WHAT YOU WILL DO: From the line containing "Reviewer note: confirm that each instance of the metal" to the end of the listing, write out every line exactly; leave out everything else.
---*---
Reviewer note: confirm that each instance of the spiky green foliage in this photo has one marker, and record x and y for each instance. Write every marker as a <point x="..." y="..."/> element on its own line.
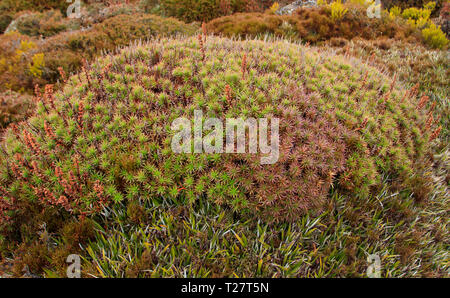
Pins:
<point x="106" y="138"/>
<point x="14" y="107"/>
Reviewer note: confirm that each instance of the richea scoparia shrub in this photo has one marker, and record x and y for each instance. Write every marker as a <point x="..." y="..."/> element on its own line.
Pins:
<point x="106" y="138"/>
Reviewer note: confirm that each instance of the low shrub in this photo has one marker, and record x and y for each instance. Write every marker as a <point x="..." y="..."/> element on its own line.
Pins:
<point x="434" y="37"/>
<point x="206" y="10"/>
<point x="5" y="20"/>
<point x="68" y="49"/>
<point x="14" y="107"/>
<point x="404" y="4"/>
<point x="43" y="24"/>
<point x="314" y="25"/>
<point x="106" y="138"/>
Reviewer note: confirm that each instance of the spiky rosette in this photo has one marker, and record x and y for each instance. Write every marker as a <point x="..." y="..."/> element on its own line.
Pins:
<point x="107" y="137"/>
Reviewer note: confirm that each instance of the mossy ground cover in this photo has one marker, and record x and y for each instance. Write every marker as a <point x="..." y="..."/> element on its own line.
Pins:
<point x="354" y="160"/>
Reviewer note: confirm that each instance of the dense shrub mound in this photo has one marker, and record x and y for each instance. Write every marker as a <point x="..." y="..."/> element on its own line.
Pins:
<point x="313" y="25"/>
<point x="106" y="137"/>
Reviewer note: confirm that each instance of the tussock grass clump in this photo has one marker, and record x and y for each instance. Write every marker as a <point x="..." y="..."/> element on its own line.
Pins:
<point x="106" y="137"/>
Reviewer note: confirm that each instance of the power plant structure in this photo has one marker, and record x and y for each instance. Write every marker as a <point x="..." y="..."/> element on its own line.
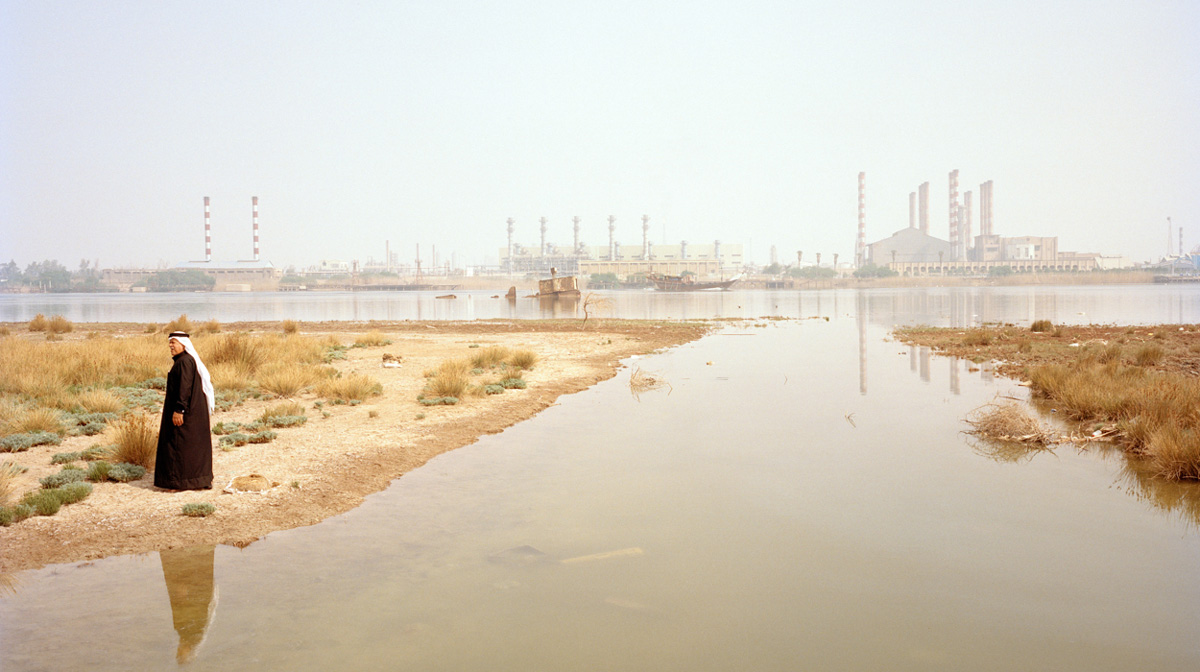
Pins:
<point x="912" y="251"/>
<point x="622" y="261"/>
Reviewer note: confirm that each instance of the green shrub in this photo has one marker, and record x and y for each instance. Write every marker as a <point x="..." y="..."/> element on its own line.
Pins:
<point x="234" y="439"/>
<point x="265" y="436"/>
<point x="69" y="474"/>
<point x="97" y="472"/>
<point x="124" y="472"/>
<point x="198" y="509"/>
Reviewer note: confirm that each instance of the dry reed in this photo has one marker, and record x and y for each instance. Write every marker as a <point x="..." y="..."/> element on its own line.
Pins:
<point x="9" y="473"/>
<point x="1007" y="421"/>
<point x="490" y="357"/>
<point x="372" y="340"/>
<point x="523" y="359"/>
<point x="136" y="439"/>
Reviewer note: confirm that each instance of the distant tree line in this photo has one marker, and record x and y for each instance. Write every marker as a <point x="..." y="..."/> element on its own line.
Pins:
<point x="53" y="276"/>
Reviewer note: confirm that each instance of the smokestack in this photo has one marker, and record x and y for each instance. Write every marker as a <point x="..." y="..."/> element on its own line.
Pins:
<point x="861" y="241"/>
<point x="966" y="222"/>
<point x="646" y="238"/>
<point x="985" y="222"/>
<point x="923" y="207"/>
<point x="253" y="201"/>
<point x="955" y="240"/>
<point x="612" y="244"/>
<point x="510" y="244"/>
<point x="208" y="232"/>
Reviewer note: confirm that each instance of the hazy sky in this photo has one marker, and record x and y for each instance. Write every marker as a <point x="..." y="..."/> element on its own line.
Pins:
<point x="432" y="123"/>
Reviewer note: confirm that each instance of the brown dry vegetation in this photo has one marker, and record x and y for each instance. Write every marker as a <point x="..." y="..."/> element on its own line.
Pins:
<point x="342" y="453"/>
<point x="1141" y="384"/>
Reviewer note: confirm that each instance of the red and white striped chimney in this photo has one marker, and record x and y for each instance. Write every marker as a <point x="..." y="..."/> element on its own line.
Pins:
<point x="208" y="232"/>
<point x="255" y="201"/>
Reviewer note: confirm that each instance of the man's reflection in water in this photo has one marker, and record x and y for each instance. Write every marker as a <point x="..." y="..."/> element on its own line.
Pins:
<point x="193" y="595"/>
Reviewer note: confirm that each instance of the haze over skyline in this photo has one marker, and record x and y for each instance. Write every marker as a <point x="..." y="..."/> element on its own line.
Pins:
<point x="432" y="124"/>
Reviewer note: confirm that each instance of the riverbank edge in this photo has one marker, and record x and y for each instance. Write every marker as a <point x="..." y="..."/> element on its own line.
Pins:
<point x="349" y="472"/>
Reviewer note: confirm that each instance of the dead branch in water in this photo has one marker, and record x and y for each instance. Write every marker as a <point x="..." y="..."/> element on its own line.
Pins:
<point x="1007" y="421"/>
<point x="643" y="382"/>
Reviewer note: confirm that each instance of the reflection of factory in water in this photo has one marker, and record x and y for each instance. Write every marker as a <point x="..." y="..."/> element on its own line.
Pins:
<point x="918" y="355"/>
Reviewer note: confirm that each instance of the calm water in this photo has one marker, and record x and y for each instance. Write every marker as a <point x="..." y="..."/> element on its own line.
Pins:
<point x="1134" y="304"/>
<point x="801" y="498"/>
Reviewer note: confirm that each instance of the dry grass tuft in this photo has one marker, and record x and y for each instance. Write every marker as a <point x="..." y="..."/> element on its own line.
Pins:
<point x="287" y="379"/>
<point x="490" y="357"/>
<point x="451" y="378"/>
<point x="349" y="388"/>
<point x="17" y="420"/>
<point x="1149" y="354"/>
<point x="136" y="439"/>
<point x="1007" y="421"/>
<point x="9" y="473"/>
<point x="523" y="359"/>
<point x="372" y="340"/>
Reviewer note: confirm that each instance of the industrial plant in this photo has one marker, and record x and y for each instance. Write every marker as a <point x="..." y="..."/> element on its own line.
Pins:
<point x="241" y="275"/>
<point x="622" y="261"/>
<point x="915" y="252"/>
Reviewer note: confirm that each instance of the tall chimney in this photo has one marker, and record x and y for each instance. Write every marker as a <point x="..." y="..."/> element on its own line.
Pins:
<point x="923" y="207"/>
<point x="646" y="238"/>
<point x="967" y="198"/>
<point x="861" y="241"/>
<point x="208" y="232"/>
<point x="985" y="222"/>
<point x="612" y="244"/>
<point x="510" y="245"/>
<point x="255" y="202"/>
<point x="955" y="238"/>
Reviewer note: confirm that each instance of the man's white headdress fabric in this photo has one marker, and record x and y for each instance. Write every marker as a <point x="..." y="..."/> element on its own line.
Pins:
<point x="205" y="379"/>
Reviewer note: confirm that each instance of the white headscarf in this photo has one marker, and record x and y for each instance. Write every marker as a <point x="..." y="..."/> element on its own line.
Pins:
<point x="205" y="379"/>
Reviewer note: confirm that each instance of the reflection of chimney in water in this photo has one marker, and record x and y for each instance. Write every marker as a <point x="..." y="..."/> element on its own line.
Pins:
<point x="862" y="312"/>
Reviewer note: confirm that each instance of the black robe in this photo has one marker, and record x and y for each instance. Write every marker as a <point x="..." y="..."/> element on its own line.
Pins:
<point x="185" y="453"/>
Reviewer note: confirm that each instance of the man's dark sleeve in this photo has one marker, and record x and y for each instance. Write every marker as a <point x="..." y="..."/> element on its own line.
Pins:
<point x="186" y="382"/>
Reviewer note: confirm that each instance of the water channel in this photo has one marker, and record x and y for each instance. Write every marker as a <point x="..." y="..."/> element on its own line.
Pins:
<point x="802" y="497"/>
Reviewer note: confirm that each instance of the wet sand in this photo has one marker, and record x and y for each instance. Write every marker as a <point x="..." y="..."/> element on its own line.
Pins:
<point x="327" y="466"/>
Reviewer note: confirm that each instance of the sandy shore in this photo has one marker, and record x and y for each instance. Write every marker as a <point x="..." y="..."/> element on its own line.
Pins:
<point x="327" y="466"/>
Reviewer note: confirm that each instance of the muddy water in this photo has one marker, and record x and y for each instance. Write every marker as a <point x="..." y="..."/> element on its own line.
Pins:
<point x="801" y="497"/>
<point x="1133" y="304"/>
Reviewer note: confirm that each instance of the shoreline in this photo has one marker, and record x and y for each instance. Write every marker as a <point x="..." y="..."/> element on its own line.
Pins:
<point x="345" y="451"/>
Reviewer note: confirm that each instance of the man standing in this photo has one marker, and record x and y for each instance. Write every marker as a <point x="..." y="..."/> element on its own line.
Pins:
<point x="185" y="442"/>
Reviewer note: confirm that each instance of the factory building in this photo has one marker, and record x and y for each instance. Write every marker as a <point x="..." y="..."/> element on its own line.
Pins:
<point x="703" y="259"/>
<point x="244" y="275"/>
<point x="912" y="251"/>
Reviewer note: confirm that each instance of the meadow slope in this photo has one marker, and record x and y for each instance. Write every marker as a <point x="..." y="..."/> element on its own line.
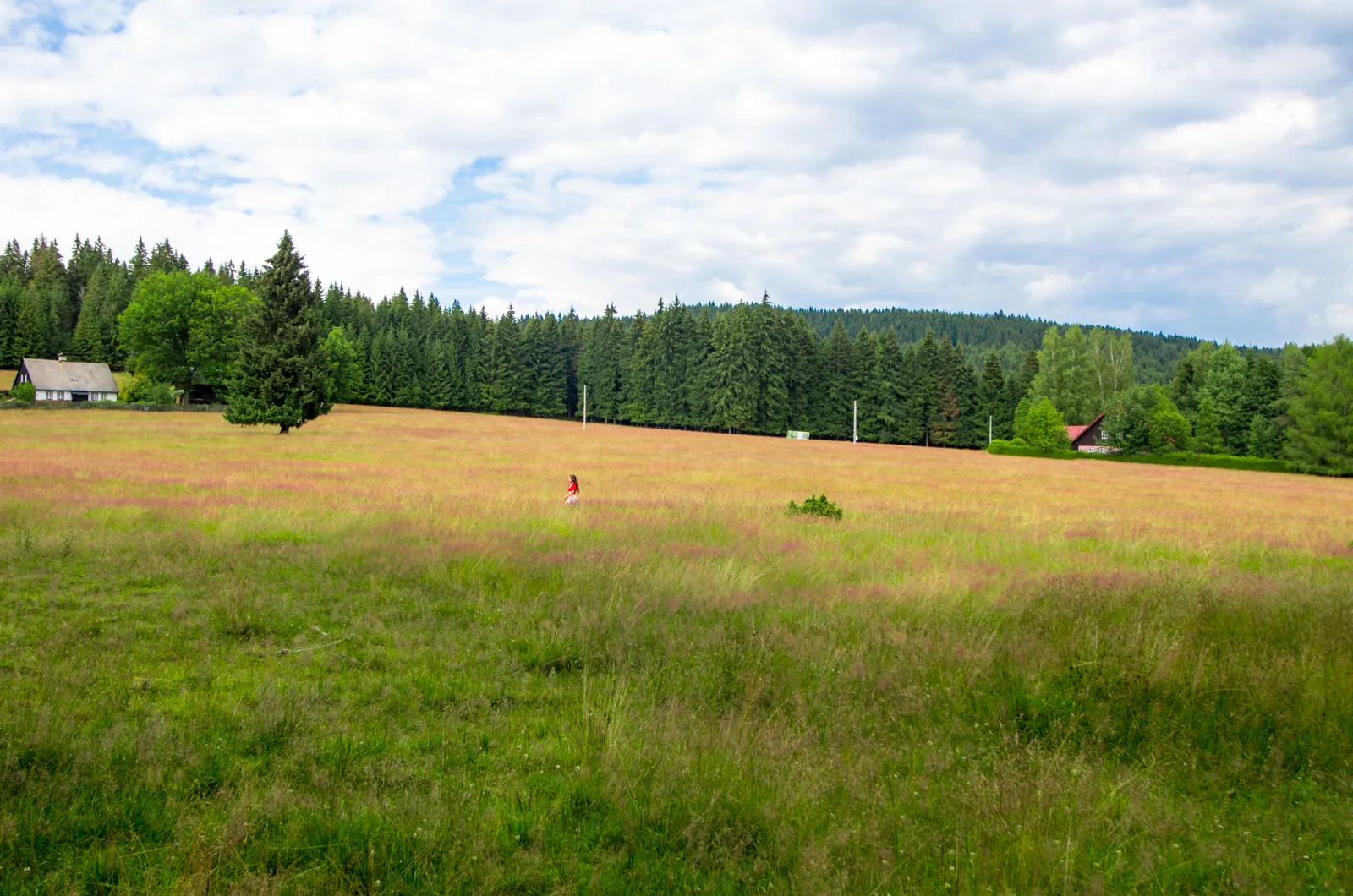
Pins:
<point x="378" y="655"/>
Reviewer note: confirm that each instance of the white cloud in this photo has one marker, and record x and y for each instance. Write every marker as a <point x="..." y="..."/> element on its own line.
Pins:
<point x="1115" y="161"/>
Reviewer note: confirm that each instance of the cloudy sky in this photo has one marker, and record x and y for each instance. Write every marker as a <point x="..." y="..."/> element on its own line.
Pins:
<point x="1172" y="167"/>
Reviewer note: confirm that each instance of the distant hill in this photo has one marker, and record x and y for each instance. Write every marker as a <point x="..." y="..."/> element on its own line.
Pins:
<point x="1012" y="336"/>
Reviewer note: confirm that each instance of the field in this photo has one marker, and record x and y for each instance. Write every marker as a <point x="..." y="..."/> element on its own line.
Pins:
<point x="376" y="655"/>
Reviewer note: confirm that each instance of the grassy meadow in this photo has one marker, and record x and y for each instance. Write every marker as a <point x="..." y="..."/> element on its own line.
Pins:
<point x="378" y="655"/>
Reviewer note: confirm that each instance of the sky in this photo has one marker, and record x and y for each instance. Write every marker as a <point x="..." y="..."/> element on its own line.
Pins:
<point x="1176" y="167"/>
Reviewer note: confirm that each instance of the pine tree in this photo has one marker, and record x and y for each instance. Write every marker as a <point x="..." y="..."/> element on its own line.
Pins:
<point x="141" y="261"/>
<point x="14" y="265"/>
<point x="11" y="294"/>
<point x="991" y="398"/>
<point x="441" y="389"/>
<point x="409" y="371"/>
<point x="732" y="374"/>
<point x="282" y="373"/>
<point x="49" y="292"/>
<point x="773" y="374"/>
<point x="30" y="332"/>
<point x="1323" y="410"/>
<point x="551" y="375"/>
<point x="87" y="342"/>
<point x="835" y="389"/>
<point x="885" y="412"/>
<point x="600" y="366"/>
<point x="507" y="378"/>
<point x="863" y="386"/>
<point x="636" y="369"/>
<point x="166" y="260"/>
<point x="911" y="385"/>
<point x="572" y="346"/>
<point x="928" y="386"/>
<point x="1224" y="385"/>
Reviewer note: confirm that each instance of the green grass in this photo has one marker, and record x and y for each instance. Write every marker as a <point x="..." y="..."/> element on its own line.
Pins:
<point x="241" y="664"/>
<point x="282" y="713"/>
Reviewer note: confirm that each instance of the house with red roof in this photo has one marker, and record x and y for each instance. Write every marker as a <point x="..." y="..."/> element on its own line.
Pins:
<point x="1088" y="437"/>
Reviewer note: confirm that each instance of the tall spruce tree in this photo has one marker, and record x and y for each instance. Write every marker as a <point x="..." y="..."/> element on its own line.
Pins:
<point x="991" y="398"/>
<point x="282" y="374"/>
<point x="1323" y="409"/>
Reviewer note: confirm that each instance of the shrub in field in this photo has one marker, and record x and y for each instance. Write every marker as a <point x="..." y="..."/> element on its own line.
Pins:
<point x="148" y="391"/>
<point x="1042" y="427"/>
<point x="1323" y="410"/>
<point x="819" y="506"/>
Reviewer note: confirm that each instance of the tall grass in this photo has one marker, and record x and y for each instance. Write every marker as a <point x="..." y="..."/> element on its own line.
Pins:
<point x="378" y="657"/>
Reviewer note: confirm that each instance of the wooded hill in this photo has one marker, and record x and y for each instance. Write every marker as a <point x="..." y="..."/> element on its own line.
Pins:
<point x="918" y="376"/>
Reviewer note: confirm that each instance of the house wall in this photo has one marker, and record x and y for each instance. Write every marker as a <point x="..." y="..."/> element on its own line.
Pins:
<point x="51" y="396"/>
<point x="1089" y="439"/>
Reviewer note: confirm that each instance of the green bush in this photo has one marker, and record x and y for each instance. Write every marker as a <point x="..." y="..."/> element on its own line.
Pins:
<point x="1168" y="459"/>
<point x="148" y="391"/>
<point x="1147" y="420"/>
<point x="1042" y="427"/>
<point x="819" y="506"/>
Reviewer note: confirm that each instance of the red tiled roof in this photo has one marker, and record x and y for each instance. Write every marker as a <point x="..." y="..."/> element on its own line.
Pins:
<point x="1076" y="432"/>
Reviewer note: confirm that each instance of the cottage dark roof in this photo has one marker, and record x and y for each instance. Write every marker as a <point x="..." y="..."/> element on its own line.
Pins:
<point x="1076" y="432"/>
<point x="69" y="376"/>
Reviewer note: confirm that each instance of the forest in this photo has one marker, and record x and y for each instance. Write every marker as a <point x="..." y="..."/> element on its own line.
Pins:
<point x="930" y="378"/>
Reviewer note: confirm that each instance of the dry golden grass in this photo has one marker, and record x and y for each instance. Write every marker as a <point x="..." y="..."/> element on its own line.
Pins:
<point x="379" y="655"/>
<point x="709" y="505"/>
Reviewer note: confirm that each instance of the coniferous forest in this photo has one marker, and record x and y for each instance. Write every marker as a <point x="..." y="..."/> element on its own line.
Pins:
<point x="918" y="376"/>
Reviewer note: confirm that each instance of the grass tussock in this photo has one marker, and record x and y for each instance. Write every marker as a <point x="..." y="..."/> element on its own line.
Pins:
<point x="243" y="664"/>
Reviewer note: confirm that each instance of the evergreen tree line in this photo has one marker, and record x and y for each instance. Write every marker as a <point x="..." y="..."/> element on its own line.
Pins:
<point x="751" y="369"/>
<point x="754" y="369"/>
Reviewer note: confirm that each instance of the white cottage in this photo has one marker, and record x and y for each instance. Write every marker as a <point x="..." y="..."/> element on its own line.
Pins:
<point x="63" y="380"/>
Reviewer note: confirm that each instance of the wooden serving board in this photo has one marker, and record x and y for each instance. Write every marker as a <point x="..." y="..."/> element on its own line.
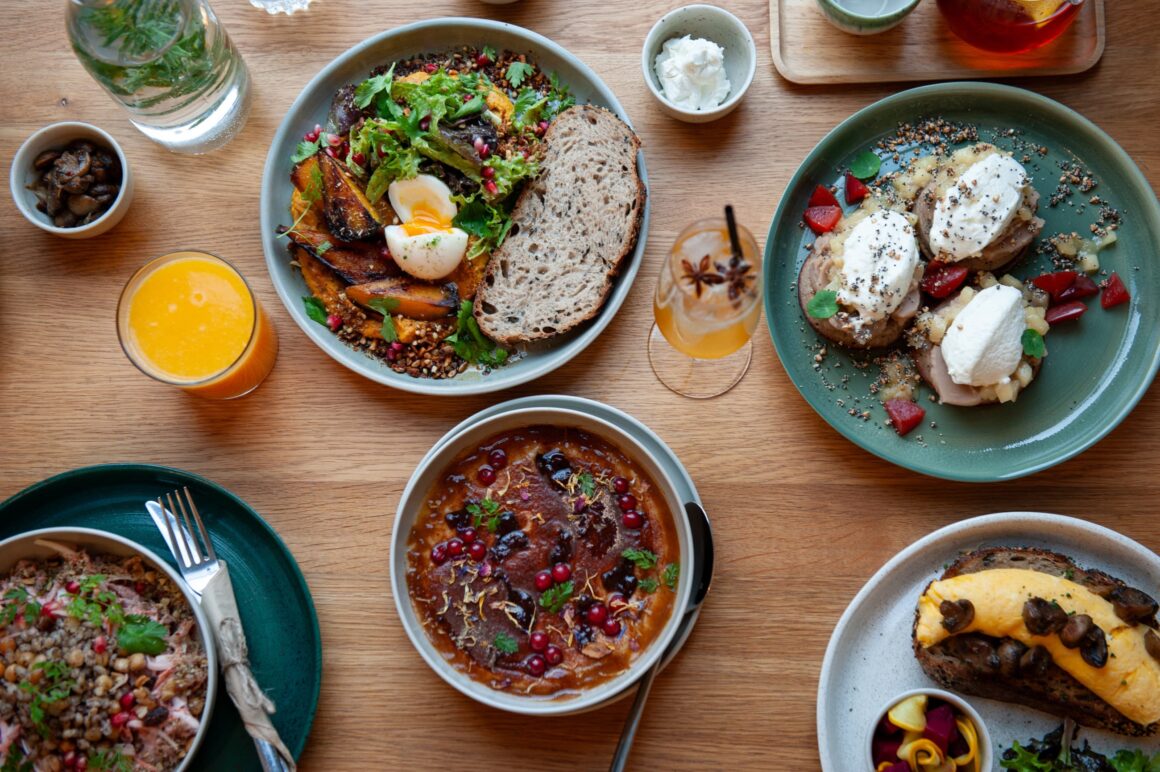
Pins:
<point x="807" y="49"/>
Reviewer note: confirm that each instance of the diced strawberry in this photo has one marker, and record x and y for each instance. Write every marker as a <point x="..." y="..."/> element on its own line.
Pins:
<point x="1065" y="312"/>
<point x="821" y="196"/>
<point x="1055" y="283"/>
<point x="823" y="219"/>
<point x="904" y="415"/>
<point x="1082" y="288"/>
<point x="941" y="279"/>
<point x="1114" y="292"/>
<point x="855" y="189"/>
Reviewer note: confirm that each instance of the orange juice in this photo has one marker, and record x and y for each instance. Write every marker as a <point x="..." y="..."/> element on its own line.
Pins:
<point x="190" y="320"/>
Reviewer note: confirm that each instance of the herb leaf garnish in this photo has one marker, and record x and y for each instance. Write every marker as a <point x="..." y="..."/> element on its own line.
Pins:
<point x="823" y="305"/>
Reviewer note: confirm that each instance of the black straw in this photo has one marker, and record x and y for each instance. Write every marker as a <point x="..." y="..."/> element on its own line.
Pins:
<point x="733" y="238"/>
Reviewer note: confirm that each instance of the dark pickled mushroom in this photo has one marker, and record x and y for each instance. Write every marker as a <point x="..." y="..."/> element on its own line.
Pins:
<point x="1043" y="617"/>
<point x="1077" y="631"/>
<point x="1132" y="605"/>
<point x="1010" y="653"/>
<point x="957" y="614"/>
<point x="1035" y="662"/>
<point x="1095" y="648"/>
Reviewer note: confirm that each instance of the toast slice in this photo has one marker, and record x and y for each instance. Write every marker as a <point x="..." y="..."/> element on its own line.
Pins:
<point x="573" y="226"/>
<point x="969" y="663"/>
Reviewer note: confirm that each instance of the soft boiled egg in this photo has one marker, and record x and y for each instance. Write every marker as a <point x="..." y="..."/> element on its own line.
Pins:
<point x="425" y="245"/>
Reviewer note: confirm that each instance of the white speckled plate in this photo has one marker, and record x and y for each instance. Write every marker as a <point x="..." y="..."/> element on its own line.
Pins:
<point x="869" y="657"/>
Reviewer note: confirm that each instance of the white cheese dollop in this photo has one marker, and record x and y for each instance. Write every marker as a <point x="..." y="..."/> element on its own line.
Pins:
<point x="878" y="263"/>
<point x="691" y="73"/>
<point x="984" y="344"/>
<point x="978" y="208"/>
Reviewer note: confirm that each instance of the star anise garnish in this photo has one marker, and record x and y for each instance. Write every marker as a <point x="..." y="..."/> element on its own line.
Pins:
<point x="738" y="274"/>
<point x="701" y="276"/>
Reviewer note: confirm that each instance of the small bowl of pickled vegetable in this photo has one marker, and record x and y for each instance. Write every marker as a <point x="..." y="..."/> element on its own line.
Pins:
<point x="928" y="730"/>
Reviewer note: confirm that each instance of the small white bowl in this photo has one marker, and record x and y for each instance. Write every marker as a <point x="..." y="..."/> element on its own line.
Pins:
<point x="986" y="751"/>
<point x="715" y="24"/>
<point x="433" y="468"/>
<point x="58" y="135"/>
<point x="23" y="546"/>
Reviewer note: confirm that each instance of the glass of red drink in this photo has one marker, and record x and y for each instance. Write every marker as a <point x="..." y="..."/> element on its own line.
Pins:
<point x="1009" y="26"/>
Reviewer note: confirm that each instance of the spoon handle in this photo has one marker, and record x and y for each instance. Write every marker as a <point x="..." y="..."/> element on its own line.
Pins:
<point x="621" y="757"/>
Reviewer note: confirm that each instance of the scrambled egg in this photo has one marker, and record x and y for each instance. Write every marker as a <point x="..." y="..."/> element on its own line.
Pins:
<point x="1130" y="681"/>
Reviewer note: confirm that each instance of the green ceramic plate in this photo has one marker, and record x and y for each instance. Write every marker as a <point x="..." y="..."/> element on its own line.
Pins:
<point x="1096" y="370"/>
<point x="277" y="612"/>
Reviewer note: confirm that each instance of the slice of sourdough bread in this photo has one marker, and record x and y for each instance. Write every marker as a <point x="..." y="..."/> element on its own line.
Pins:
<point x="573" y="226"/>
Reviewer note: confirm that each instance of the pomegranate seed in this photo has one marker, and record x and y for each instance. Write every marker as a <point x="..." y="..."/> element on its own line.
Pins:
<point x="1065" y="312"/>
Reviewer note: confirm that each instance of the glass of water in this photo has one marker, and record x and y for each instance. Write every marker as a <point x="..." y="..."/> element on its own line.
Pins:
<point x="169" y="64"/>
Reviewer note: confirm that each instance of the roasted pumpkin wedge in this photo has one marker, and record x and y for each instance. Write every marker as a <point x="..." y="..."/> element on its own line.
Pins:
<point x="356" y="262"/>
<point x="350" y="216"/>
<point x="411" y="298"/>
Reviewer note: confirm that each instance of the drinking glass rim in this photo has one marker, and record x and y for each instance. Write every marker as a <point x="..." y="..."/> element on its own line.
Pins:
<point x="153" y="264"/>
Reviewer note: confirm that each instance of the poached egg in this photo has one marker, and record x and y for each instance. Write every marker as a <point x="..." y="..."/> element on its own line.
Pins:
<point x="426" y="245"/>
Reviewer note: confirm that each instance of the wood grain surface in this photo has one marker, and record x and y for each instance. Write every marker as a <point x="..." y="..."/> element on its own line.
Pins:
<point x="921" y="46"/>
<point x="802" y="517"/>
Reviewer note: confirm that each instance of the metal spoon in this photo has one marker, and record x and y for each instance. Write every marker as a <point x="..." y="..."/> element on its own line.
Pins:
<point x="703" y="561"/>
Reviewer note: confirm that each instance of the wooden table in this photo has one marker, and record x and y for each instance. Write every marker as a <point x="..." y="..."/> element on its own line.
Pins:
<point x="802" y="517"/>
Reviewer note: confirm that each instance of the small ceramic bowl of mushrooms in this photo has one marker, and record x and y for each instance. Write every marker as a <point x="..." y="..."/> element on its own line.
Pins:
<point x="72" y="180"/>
---*---
REPLY TO THE EXERCISE:
Reviewer note: confirm that each instance of the metal spoon in this photo has one marker, and record x and y for each instance. Write every marker as a <point x="..." y="..."/> element on its own line.
Pins:
<point x="703" y="561"/>
Reviewer note: confirm that each instance of the wooden table in this photo has one marker, and record x and y for each instance. Write every marker as a <point x="..." y="..."/> element on its own line.
Pins:
<point x="802" y="517"/>
Reviewer note: confirm that each instance of the small ceramic bowl of mushrooms in this photo has one marker, and record x and y for each instance. Write every marker as a <point x="..." y="..."/> element on its own line.
Pins:
<point x="72" y="180"/>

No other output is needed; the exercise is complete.